GIVEN TEXT →
========================================
A dilemma that we will face after the virus subsides is an analysis of what worked and what didn't. As far as I can tell, there is very little science on which measures are worth doing to fight the spread of viruses.
On a practical level, various cities, states, and countries have done various things, gradually tending toward more austere acts like stay-at-home orders. Even if we did nothing, there will be an increase to a certain point, a leveling off, then a decline and disappearance of the infections.
Things are compounded by the range of illness that victims express, death at one end, but apparently little or no symptoms on the mild end.
Even now, the estimated number of cases is a fuzzy number, the only question being how many times that number is the real number of infections. We can presume that the number of deaths is more accurate, and there might even be some tendency to overestimate death strictly due to the virus versus it just being a coincidence along with the real cause of death.
After the fact, there will be hardening of opinions, so that many will say, "we needed to do everything we did for as long as we did in order to conquer this virus". But I can't imagine there being any way of proving or disproving this contention.
About the only hard science will be with the statisticians who can easily say, "here is the point where the R value began declining, and here is where it became less that one." The R value is in index of how many others an infected person transmits the virus to.
On the plus side, observation suggests that we getting past the panic buying mode, since various items are at least temporarily reappearing on grocers' shelves.
At the same time, there remains extreme uncertainty on how long the current measures will last. It isn't helped by Dr. Fauci and Trump talking about 100,000 deaths in the US -- if we only have 8,500 so far, how long will it take to reach 100,000? Does that mean we're in for this for a year? Looking at some detail, there were 92 more deaths today compared with yesterday. A month of days like that is 2,760. Divide that into 91,500 (the remaining number to reach 100,000), and you get 33 -- that's approaching 3 years!
Correction: One always has to understand the data you're looking at. I was watching the daily counts of infections and deaths on The Guardian website, and only later realized that, rather than showing counts from the day before, the counts were for that day, and since I look at the site early in the day, that's why the counts were so low.
========================================
SUPPLIED DATA →
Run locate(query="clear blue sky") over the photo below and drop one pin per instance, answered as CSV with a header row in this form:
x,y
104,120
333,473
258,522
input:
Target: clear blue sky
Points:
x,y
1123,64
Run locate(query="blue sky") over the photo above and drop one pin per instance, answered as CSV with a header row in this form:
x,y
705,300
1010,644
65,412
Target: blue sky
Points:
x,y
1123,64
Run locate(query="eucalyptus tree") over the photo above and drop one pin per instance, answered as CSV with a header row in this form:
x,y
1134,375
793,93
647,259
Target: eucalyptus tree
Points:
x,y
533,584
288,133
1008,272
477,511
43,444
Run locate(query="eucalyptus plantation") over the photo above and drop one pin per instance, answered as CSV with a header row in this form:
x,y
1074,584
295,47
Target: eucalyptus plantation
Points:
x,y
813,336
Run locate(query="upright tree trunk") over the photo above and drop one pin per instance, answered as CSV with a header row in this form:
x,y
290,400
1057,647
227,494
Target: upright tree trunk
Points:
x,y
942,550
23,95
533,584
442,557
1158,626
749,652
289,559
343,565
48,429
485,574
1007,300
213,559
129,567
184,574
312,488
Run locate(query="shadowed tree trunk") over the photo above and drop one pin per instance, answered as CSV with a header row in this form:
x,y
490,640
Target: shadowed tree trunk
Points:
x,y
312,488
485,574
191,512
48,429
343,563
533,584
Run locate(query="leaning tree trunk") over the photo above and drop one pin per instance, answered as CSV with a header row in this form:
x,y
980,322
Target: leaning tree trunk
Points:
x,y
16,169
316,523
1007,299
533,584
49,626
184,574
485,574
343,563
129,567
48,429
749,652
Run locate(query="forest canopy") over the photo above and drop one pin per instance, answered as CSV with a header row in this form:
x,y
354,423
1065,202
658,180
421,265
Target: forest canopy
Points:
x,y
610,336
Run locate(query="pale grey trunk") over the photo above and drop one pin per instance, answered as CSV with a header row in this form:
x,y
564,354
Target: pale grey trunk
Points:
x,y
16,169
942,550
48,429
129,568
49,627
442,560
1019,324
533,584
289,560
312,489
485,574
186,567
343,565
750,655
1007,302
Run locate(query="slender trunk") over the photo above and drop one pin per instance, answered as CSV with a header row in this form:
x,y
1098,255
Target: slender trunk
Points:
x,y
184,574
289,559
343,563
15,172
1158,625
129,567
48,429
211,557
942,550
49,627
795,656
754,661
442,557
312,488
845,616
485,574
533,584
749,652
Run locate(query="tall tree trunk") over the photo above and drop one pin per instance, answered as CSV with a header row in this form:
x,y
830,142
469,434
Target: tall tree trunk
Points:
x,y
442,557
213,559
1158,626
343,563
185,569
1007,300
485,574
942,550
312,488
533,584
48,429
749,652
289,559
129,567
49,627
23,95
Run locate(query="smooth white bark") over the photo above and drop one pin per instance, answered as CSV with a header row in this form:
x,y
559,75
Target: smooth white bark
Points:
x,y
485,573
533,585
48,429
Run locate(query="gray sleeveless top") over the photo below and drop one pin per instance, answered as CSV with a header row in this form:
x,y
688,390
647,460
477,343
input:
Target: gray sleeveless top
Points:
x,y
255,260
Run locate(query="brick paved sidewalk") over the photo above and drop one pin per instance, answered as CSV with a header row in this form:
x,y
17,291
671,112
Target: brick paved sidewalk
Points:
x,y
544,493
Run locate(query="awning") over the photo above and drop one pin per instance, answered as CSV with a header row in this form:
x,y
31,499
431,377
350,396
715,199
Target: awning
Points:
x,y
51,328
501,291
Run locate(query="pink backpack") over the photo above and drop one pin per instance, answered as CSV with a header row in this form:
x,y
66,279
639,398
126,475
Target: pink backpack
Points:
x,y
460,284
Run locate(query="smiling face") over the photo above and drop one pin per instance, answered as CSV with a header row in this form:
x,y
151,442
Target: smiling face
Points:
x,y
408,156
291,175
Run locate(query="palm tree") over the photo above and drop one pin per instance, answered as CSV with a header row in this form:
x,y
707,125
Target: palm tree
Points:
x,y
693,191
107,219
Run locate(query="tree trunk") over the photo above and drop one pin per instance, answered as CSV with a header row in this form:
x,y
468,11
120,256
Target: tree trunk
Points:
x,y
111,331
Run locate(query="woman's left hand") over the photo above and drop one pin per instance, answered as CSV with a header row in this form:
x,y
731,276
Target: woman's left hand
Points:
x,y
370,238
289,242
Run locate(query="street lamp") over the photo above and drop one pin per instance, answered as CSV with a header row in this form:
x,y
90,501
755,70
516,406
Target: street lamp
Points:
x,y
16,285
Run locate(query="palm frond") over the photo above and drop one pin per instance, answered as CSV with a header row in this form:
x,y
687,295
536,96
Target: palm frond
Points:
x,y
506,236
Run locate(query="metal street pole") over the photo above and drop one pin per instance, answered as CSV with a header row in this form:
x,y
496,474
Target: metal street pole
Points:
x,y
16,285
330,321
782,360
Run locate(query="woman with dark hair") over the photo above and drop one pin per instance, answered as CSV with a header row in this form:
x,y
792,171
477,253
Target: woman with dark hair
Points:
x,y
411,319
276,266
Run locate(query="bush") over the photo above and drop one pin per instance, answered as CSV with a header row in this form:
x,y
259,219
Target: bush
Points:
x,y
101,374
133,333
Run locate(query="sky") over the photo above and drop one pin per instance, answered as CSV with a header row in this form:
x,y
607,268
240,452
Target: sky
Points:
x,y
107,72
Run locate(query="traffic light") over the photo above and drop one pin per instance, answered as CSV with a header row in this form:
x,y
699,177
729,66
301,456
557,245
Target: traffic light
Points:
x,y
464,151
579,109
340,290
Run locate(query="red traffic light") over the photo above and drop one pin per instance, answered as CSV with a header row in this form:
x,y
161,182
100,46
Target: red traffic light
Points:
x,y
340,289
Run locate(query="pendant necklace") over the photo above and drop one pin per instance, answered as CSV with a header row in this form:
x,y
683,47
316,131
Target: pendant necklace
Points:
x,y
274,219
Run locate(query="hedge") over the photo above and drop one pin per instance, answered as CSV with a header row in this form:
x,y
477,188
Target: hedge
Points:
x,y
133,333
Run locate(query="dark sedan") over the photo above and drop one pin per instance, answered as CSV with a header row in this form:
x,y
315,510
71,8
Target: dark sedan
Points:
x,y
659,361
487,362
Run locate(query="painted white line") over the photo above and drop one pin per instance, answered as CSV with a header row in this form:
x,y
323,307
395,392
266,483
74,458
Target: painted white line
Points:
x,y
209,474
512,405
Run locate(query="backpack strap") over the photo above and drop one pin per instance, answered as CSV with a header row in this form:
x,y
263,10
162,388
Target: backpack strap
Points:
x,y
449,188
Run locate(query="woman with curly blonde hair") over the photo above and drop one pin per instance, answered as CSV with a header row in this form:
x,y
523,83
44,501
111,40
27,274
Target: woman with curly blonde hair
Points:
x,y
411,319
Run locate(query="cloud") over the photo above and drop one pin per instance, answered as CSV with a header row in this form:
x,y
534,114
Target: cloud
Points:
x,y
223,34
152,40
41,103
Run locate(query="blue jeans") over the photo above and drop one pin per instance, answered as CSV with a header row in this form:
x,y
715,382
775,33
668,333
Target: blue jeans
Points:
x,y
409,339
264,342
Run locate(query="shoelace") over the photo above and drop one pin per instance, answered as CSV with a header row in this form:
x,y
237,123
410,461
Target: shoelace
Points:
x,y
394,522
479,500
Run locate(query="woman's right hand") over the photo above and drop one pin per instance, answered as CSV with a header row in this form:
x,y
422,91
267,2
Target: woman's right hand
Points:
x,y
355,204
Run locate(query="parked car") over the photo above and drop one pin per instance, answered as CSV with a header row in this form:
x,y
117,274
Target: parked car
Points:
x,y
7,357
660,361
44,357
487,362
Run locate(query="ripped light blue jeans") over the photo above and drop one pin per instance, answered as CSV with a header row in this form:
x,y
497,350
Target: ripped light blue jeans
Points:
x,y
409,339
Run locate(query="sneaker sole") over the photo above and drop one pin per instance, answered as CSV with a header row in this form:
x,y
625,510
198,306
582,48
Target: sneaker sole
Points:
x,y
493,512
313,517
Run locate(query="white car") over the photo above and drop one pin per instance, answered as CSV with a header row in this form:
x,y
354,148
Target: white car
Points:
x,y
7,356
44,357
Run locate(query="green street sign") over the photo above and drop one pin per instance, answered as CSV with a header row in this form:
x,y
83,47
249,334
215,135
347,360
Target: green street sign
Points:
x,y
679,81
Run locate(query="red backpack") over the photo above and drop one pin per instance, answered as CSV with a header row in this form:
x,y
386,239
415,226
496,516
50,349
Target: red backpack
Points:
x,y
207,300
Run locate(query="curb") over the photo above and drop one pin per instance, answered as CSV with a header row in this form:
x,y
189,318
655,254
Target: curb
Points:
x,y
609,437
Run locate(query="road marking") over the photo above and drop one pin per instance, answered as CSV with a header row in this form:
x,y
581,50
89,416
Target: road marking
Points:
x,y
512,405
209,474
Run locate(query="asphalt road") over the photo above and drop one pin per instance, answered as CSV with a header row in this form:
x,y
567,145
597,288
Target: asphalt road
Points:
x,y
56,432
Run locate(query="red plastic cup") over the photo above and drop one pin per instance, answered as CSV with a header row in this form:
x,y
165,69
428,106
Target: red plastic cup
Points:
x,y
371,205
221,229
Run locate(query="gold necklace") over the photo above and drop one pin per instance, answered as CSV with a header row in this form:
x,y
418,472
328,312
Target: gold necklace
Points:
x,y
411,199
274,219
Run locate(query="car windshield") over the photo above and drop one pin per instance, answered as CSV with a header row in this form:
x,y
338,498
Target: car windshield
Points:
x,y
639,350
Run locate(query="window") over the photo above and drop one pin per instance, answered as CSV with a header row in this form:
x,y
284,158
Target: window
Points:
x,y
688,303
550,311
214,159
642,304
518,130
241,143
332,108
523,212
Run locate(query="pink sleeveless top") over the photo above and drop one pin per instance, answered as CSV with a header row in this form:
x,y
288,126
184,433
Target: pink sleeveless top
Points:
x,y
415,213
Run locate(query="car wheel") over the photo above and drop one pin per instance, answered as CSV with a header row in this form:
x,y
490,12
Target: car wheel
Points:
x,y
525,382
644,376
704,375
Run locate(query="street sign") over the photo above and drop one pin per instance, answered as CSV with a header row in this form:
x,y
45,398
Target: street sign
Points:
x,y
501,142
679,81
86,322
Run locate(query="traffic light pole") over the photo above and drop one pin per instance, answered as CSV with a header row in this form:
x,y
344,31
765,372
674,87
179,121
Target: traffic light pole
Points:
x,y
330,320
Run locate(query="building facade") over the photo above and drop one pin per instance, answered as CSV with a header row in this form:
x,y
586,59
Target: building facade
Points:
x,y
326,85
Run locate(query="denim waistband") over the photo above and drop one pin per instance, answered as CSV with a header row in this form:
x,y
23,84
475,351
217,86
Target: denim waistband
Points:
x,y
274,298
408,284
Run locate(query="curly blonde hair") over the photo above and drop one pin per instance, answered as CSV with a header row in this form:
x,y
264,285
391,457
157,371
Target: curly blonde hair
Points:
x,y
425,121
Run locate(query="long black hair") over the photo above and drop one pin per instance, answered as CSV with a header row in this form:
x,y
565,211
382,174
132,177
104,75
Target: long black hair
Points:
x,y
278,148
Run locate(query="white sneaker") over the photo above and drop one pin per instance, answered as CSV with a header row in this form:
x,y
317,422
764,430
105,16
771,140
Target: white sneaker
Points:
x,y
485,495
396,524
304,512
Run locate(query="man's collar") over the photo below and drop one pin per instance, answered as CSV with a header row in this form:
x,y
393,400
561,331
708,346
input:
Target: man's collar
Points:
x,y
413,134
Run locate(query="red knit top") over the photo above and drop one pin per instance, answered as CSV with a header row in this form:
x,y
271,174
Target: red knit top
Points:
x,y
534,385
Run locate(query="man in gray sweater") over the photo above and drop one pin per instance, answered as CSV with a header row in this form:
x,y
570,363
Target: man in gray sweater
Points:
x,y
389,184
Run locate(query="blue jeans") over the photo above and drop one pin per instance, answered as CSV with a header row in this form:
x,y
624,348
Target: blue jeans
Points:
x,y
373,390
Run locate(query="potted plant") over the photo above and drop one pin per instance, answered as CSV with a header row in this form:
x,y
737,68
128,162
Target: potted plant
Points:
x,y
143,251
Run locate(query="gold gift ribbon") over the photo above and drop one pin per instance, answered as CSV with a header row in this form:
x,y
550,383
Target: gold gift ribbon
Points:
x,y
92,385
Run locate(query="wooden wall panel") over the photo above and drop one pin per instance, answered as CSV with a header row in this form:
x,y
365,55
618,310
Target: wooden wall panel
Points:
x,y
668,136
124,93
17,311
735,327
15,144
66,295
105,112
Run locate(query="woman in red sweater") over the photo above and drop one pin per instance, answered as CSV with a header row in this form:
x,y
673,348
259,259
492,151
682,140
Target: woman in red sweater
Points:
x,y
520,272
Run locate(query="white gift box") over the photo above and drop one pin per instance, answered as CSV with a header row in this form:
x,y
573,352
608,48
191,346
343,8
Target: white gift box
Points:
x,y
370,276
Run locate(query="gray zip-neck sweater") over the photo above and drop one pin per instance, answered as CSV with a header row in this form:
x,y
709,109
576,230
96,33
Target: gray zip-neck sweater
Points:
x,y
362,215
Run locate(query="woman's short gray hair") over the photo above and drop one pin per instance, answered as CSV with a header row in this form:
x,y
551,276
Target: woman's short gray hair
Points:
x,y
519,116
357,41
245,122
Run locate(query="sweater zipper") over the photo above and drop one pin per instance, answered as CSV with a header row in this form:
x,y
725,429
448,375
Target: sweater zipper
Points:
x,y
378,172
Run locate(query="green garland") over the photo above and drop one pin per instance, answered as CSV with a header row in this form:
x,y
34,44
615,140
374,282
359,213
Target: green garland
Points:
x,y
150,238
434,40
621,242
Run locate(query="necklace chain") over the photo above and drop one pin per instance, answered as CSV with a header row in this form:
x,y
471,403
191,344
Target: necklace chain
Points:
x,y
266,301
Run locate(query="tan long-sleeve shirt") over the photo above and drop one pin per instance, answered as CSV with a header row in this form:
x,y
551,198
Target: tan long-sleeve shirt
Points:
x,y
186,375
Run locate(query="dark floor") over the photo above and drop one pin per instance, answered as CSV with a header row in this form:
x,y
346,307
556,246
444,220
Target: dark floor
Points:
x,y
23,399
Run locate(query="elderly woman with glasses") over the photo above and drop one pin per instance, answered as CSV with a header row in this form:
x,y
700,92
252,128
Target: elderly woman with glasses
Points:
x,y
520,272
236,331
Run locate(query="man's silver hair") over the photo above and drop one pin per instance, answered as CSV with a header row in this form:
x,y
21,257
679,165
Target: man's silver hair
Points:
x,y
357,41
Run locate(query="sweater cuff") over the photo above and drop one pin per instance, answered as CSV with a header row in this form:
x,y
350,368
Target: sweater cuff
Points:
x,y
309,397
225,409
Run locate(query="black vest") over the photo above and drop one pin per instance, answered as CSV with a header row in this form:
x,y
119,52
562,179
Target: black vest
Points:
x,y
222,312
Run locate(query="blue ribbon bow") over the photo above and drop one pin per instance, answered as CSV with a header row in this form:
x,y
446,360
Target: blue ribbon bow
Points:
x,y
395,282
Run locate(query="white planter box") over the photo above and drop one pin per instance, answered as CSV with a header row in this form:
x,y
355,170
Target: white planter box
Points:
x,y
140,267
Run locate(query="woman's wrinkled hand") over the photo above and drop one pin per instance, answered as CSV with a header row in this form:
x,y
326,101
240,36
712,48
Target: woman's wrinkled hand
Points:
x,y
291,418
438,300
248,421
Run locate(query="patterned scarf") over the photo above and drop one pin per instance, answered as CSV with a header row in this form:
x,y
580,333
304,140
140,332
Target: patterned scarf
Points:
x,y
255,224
========================================
TASK TO COMPLETE → Rewrite the passage of the virus commentary starting at "Even now, the" and ending at "disproving this contention.", putting "estimated case count" in place of "estimated number of cases". The listing is not required for this work.

EXERCISE OUTPUT →
Even now, the estimated case count is a fuzzy number, the only question being how many times that number is the real number of infections. We can presume that the number of deaths is more accurate, and there might even be some tendency to overestimate death strictly due to the virus versus it just being a coincidence along with the real cause of death.
After the fact, there will be hardening of opinions, so that many will say, "we needed to do everything we did for as long as we did in order to conquer this virus". But I can't imagine there being any way of proving or disproving this contention.